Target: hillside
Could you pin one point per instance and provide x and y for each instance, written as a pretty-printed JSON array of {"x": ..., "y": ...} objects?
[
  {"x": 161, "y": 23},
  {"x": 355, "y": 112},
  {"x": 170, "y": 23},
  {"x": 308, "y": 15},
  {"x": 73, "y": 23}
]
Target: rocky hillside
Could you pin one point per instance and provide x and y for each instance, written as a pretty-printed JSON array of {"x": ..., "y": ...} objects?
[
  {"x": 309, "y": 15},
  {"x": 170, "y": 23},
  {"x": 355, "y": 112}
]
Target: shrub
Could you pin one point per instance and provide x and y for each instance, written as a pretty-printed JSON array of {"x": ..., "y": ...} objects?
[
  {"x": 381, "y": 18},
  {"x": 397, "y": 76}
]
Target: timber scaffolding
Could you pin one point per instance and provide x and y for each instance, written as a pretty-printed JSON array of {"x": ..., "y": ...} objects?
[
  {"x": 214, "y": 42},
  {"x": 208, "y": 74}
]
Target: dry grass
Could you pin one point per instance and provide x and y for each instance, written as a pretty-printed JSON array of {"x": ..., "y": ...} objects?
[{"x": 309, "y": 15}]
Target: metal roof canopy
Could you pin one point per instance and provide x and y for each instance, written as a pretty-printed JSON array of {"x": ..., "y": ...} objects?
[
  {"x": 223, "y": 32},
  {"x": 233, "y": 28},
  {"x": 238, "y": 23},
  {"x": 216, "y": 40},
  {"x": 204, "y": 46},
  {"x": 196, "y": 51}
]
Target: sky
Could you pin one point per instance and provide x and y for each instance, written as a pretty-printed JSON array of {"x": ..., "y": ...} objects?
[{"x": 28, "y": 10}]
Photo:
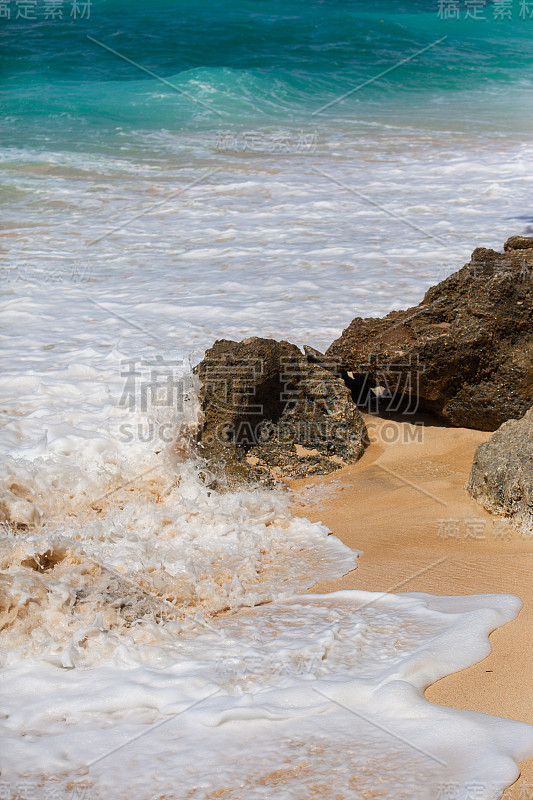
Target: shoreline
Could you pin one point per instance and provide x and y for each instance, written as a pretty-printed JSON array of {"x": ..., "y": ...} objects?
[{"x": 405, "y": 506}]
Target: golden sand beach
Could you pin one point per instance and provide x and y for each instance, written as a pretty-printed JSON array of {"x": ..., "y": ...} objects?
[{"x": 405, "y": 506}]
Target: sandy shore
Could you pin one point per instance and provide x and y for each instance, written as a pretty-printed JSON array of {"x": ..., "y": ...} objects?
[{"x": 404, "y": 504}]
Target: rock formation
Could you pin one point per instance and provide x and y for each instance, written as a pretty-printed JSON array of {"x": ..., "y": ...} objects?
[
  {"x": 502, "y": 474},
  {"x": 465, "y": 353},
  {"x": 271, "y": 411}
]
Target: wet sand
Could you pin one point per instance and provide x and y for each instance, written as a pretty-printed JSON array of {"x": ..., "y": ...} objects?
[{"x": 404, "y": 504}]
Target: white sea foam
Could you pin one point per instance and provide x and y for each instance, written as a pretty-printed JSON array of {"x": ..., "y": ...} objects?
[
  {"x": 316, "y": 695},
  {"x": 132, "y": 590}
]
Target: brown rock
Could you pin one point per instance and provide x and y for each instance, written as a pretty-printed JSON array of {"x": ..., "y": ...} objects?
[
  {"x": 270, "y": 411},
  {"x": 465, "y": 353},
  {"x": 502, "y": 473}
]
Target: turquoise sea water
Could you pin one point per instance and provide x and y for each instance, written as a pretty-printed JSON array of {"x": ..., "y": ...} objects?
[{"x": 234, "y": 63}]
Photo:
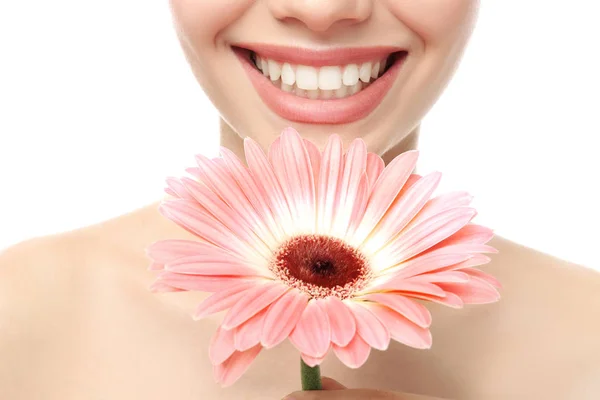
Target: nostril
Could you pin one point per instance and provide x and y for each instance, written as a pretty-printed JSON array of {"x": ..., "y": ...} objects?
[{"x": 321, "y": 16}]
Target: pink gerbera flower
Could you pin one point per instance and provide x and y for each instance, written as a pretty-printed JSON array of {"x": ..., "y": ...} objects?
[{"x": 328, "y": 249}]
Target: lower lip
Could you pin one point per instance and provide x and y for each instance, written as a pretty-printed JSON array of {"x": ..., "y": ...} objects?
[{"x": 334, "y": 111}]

◆ ◆ ◆ ◆ ◆ ◆ ◆

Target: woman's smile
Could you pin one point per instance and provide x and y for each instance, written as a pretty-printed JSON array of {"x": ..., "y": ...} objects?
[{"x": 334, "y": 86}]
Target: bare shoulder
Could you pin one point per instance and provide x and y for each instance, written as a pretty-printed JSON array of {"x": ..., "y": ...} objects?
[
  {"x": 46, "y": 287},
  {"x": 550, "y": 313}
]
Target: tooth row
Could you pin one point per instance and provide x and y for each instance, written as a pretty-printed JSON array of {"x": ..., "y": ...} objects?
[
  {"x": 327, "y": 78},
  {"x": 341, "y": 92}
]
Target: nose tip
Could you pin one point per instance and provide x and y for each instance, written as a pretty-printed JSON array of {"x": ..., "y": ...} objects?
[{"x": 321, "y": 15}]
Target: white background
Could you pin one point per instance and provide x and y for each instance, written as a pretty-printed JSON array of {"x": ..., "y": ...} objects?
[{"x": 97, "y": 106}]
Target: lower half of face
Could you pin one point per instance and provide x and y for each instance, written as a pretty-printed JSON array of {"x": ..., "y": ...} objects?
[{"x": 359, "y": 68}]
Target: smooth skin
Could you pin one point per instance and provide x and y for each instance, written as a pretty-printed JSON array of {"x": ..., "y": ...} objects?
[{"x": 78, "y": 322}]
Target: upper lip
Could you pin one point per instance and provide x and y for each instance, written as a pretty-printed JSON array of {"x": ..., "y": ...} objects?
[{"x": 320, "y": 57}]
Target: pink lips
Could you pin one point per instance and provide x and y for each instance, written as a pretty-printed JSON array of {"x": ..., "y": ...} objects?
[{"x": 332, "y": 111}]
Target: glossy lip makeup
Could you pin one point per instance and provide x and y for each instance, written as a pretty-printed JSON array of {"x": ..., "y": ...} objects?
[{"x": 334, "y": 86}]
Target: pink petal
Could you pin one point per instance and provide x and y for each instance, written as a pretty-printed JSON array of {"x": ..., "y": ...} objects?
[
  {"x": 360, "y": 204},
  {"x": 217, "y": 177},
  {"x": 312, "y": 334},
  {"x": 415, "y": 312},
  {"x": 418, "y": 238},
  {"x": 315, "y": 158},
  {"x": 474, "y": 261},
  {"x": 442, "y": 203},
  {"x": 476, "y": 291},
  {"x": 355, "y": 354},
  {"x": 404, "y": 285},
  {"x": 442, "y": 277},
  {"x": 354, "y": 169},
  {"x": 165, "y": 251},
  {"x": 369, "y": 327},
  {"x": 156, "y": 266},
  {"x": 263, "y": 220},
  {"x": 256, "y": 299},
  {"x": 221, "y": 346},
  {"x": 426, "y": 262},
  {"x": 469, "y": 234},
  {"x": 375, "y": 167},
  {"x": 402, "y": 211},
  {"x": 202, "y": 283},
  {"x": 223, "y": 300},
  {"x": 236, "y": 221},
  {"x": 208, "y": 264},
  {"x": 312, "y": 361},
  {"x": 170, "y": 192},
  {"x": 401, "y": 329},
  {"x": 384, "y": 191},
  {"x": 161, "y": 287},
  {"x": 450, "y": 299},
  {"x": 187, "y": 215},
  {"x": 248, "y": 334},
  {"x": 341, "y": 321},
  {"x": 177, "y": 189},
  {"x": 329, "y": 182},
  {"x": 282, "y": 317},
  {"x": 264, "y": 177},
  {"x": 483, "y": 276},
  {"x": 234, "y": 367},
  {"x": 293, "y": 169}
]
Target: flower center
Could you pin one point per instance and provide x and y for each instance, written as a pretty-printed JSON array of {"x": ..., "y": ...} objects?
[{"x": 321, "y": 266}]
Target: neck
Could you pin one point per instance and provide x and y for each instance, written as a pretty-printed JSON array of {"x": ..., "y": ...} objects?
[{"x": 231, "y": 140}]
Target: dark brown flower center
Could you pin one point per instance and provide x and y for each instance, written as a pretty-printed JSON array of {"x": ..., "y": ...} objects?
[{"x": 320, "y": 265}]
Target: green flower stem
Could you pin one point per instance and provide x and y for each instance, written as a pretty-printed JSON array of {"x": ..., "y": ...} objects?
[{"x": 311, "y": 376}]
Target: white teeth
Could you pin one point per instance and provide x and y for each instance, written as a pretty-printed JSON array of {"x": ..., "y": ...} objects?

◆ ◆ ◆ ◆ ◆ ◆ ◆

= WORK INSTRUCTION =
Only the lines above starting at the one containing "Target: hillside" and ending at the one containing "Target: timber scaffolding", both included, are to be returned, exactly as they read.

= EXERCISE OUTPUT =
Target: hillside
Could you pin one point per instance and provide x and y for each instance, written as a pretty-printed JSON array of {"x": ..., "y": ...} objects?
[
  {"x": 161, "y": 23},
  {"x": 355, "y": 112},
  {"x": 170, "y": 23},
  {"x": 308, "y": 15},
  {"x": 73, "y": 23}
]
Target: rocky hillside
Could you pin one point per instance and provide x and y for each instance, written as a pretty-printed JSON array of {"x": ..., "y": ...} objects?
[
  {"x": 309, "y": 15},
  {"x": 170, "y": 23},
  {"x": 355, "y": 112}
]
Target: shrub
Could you pin one point per instance and provide x and y for each instance, written as a pretty-printed JSON array of {"x": ..., "y": ...} objects?
[
  {"x": 381, "y": 18},
  {"x": 397, "y": 76}
]
Target: timber scaffolding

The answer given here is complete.